WHAT NEEDS TO BE DONE.
Only the text of the records belongs in the answer, copied exactly, with every picture omitted.

Segmentation mask data.
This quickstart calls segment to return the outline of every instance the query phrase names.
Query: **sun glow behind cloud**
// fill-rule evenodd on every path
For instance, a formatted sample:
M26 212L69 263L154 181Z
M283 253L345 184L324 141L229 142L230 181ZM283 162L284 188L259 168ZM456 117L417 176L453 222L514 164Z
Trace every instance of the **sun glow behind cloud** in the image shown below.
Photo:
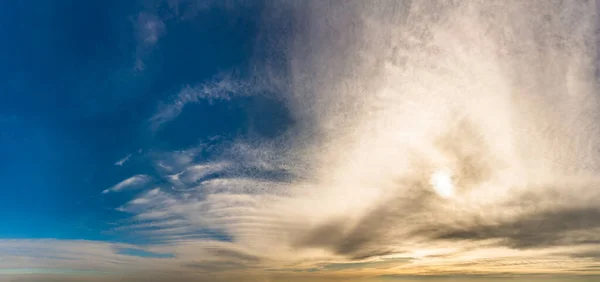
M452 183L452 174L448 169L441 169L431 175L431 186L438 195L443 198L449 198L454 195L454 183Z
M294 123L149 154L159 187L119 207L131 216L119 230L173 257L91 244L77 254L87 267L115 257L102 270L257 281L599 273L595 3L280 2L265 7L267 39L282 16L291 38L264 47L285 53L289 77L265 60L257 81L184 87L149 123L265 89Z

TASK ANSWER.
This quickstart calls segment to return the outline of every instance the query phrase names.
Query: **sun glow behind cloud**
// fill-rule evenodd on every path
For instance, a formatted sample:
M26 212L69 263L154 181Z
M283 253L345 184L324 141L229 142L230 181ZM283 162L284 188L259 168ZM456 117L417 176L453 222L514 164Z
Trace every instance of the **sun glow behind cloud** in the image shown below.
Photo:
M452 183L452 174L448 169L441 169L431 175L431 186L438 195L443 198L449 198L454 195L454 183Z
M294 123L149 154L159 187L119 207L131 216L119 230L173 257L91 244L77 254L87 267L115 257L102 270L257 281L599 273L595 3L280 2L265 7L267 39L282 16L291 38L264 47L285 53L289 77L265 60L257 81L184 87L149 123L265 89Z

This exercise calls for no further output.